• _WHAT YOU SHOULD DO_: Give again the lines of the data from its first line through the line with "positive clicks: (685, 974) (707, 992)". Change nothing.

(Collected data entries)
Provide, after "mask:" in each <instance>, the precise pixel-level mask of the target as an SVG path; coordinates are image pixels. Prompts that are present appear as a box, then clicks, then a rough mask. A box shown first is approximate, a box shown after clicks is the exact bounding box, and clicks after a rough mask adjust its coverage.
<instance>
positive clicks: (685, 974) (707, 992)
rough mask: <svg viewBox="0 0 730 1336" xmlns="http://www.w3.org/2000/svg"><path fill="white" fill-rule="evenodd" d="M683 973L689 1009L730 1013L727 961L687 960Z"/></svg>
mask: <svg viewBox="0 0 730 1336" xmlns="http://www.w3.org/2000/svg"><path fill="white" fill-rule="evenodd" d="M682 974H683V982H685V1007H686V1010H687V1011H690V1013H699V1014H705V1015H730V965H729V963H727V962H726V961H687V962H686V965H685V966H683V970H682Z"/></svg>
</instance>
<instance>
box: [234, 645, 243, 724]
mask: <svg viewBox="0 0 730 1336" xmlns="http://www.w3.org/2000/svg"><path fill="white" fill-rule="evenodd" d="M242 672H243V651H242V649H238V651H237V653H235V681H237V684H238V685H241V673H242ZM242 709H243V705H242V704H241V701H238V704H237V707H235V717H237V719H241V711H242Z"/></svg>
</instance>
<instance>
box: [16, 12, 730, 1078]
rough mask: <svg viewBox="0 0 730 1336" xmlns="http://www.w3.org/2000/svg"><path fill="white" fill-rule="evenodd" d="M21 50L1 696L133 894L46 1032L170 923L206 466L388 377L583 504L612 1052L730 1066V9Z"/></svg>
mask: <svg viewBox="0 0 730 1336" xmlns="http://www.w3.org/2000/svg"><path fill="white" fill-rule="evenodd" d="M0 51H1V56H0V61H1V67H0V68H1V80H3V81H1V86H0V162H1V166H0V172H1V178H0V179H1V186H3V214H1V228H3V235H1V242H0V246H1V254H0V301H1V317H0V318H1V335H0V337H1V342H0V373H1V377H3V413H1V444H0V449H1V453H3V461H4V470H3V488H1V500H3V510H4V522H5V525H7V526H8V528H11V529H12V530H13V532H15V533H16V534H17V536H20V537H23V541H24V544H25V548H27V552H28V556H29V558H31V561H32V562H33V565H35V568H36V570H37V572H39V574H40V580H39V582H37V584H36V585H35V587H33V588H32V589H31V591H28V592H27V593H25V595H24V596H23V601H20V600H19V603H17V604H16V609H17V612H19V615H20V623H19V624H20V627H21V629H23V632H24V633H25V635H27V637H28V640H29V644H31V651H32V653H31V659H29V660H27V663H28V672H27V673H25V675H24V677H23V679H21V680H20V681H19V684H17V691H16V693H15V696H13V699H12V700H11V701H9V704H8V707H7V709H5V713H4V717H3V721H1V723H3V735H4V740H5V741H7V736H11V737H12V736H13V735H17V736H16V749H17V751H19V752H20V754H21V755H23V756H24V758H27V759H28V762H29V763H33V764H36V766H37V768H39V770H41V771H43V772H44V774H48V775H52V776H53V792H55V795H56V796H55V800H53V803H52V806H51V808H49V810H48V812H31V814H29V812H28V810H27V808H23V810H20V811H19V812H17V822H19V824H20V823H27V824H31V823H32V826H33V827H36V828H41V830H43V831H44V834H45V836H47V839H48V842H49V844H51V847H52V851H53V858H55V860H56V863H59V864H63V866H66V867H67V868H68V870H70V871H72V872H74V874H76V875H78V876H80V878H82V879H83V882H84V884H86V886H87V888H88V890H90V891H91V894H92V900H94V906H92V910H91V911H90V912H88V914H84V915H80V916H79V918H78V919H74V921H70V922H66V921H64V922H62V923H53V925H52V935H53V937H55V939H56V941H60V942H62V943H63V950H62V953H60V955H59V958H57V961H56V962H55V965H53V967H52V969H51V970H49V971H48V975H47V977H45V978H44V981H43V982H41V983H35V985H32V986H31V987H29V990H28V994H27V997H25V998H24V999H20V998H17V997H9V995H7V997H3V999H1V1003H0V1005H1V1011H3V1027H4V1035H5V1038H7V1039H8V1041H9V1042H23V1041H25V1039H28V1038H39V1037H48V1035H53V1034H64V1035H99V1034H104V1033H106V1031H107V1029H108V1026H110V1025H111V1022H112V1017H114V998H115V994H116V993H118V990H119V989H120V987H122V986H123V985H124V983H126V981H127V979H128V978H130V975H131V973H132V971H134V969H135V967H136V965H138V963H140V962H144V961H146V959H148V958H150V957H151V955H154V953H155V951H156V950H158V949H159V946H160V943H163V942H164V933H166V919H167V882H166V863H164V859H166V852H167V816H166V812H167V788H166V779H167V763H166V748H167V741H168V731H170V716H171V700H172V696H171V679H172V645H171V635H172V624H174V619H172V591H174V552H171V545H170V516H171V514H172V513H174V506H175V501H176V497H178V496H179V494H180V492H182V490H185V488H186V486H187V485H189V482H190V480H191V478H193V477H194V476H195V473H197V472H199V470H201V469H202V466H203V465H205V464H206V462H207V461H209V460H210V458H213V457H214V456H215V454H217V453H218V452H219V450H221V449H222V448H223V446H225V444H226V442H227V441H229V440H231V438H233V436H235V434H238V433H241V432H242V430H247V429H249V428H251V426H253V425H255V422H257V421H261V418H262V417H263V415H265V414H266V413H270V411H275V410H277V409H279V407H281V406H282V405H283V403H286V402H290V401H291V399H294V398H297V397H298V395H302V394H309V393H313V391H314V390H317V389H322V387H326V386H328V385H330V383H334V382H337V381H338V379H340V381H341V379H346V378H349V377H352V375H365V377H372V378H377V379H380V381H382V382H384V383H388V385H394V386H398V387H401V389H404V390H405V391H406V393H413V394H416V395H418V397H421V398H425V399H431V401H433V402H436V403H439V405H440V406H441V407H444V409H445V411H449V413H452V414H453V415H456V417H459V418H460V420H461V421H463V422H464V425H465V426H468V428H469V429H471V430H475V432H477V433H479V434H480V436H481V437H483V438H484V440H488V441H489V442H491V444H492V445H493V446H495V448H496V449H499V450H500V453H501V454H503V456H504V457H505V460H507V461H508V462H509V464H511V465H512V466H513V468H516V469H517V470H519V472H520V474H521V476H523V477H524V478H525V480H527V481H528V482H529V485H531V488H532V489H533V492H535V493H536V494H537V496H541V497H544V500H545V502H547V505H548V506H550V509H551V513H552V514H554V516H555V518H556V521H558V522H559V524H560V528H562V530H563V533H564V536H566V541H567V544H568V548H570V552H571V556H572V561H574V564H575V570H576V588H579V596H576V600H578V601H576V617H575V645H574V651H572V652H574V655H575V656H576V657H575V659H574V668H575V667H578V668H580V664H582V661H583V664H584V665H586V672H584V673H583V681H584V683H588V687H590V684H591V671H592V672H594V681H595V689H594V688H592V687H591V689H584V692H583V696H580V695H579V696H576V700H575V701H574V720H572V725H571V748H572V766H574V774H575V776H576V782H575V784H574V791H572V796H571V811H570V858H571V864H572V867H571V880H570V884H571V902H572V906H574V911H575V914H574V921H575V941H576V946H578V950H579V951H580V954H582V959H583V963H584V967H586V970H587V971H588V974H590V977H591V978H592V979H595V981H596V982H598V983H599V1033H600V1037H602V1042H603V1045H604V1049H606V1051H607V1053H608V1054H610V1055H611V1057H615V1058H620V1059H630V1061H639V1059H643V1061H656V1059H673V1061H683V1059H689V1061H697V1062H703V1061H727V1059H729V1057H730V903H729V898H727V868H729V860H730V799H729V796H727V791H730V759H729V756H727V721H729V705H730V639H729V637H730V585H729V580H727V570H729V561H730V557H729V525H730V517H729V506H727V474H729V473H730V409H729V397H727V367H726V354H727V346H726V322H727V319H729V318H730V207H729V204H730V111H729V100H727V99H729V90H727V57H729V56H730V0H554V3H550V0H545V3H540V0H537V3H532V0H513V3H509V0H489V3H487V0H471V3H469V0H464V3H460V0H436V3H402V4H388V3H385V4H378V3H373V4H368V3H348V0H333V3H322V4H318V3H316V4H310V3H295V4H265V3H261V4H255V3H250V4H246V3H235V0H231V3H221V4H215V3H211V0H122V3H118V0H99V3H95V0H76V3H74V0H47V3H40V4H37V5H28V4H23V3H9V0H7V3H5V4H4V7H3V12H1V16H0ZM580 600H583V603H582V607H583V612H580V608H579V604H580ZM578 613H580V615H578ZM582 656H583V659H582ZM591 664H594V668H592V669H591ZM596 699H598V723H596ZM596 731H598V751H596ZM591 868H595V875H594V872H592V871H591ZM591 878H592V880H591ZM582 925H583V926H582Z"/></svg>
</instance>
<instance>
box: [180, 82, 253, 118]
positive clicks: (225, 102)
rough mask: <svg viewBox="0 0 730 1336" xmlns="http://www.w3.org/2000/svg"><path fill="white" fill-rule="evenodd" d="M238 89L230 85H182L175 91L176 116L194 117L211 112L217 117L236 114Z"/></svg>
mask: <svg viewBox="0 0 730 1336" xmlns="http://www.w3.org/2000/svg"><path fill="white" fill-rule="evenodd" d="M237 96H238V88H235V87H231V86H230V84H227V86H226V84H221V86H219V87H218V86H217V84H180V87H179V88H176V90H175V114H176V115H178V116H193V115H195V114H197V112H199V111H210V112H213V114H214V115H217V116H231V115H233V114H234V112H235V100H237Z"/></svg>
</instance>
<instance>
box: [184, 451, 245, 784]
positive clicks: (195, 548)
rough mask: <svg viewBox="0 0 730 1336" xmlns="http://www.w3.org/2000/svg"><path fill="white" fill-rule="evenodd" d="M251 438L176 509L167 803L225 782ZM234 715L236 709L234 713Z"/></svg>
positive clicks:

• _RESULT OF THE TASK_:
Provide, after "mask:" in each <instance>, the precise pixel-level mask of the target as an SVG path; coordinates are image pixels. Prompts that are present appear as a box, then clicks, then a rough mask. A box shown first is approximate, a box shown after clicks is the exact bounding box, and clicks after a rough mask adjust its coverage.
<instance>
positive clicks: (685, 974) (707, 992)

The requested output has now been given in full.